§ **EXTRAIT**:
□ □ □ □ □ □ □

7.1Le 1er octobre 2013, l’auteure a répondu aux observations de l’État partie concernant le fond. Selon elle, l’État partie fait les mêmes observations que dans sa précédente note et ne fournit aucun argument ni élément important à examiner. L’attitude de l’État partie témoigne d’une indifférence envers ses souffrances. Il ne lui a en particulier été fourni aucune information sur ce qui était arrivé à son mari et sur le lieu où il se trouvait et elle a dû se charger elle-même de tenter de découvrir la vérité.

7.2L’auteure renouvelle ses allégations concernant le premier rapport d’information et estime qu’il ne s’agit pas d’un recours qui doit être épuisé aux fins de la recevabilité au titre du paragraphe 2 b) de l’article 5 du Protocole facultatif. Les premiers rapports d’information conduisent rarement à l’ouverture d’une enquête sur la disparition de la personne concernée.

7.3L’auteure affirme qu’elle n’a reçu que 100 000 roupies en 2008 et non les montants que l’État partie déclare lui avoir versés (voir plus haut, par. 6.3). Cela constitue un montant dérisoire au regard du préjudice matériel et moral qu’elle a subi, et ne saurait être considéré comme un recours utile au sens du paragraphe 3 de l’article 2 du Pacte.

Réponses complémentaires des parties

8.1Le 10 janvier 2014, l’auteure a informé le Comité que le 2 janvier 2014, la Cour suprême avait déclaré inconstitutionnel le décret exécutif du 14 mars 2013, portant création d’une commission d’enquête sur les personnes disparues et d’une commission vérité et réconciliation. La Cour suprême a ordonné aux autorités népalaises de créer de nouvelles commissions dans les meilleurs délais.

8.2Dans des notes verbales datées du 11 août et du 11 décembre 2014, l’État partie a informé le Comité que la loi relative à la Commission vérité et réconciliation avait été adoptée par le Parlement en avril 2014 et qu’une commission chargée des disparitions forcées et une commission vérité et réconciliation seraient créées prochainement. L’État partie a décrit brièvement les principales dispositions de la loi et expliqué qu’il s’agissait là d’un instrument clef pour résoudre le problème des violations des droits de l’homme commises par le passé, tant par l’État partie que par des acteurs non étatiques. L’État partie a aussi signalé que les projets de loi visant à incriminer les faits de torture et de disparition forcée avaient été élaborés et allaient être à nouveau présentés au Parlement. Le système de justice pénale ne pouvait pas offrir une réparation intégrale aux victimes du conflit armé en l’absence de mécanismes de justice transitionnelle. À cet égard, les griefs de l’auteure seraient pleinement traités après la création de ces mécanismes. L’État partie a en outre réaffirmé que l’auteure avait reçu 275 000 roupies à titre d’indemnisation provisoire.

8.3Les 2 septembre 2014 et 12 janvier 2015, l’auteure a renouvelé ses allégations concernant les mécanismes de justice transitionnelle et fait valoir que plusieurs dispositions de la loi étaient incompatibles avec les normes internationales relatives aux droits de l’homme et ne pouvaient lui offrir un recours utile.

□ □ □ □ □ □ □

§ **DONNÉES RECUEILLIES**:

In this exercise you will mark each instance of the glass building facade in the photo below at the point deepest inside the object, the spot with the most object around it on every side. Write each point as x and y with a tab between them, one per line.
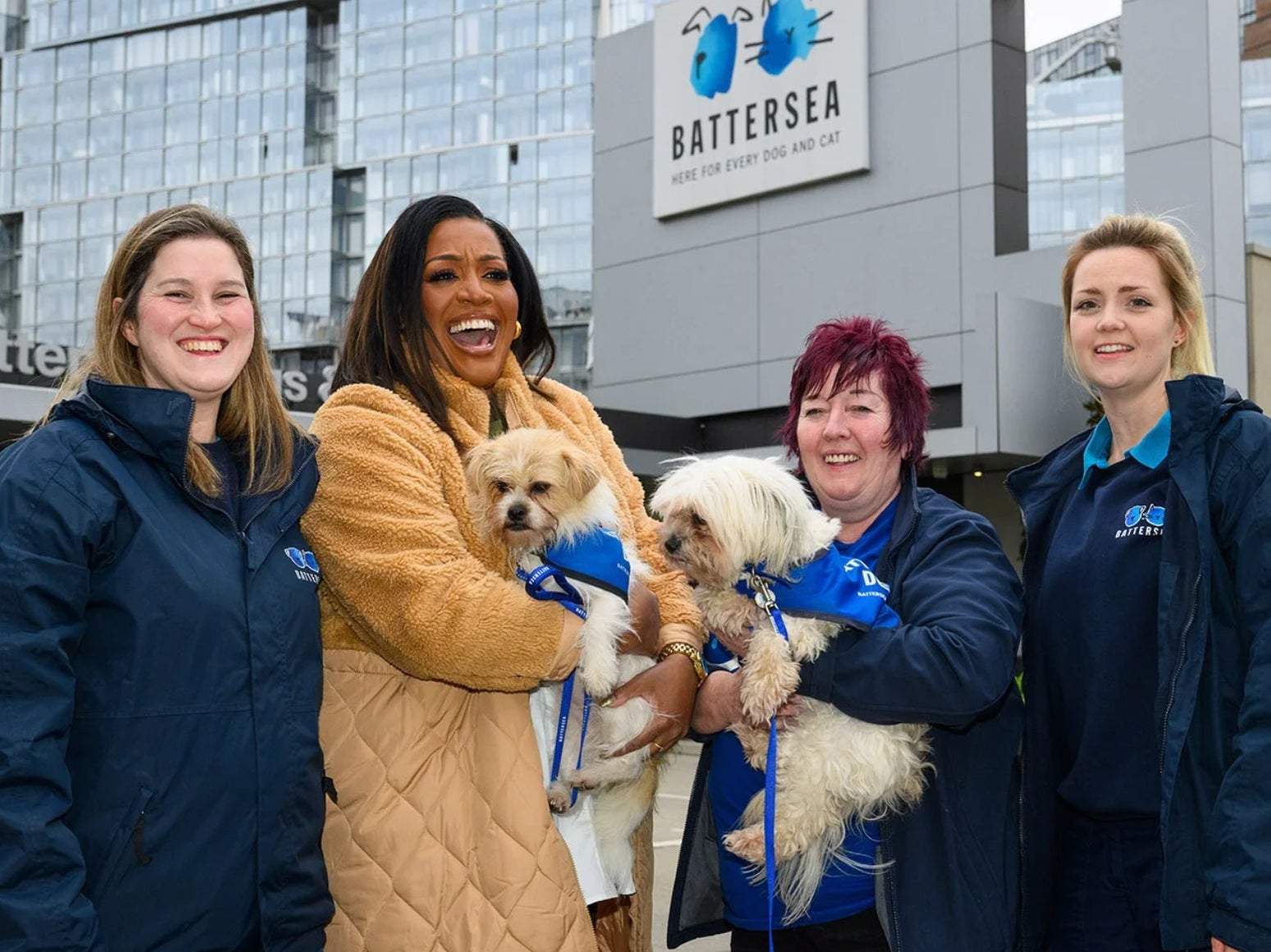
1076	145
313	126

□ □ □ □ □ □ □

§ **À FAIRE**:
(1) Recopiez dans l’extrait le passage qui commence à « 7.2L’auteure renouvelle ses » et se termine à « l’article 2 du Pacte. ».
(2) Dites si chaque affirmation est conforme à l’extrait en répondant par oui ou non, et citez à l’identique les mots de l’extrait qui tranchent.
(a) L’auteure affirme n’avoir reçu que 100 000 roupies en 2008.
(b) Le Parlement a adopté la loi relative à la Commission vérité et réconciliation en avril 2013.
(c) La Cour suprême a déclaré inconstitutionnel le décret exécutif du 14 mars 2013.

§ **RÉPONSES PAR CONSIGNE**:
(1)
7.2L’auteure renouvelle ses allégations concernant le premier rapport d’information et estime qu’il ne s’agit pas d’un recours qui doit être épuisé aux fins de la recevabilité au titre du paragraphe 2 b) de l’article 5 du Protocole facultatif. Les premiers rapports d’information conduisent rarement à l’ouverture d’une enquête sur la disparition de la personne concernée.

7.3L’auteure affirme qu’elle n’a reçu que 100 000 roupies en 2008 et non les montants que l’État partie déclare lui avoir versés (voir plus haut, par. 6.3). Cela constitue un montant dérisoire au regard du préjudice matériel et moral qu’elle a subi, et ne saurait être considéré comme un recours utile au sens du paragraphe 3 de l’article 2 du Pacte.

(2)
(a) Oui : « L’auteure affirme qu’elle n’a reçu que 100 000 roupies en 2008 ».
(b) Non : « avait été adoptée par le Parlement en avril 2014 ».
(c) Oui : « la Cour suprême avait déclaré inconstitutionnel le décret exécutif du 14 mars 2013 ».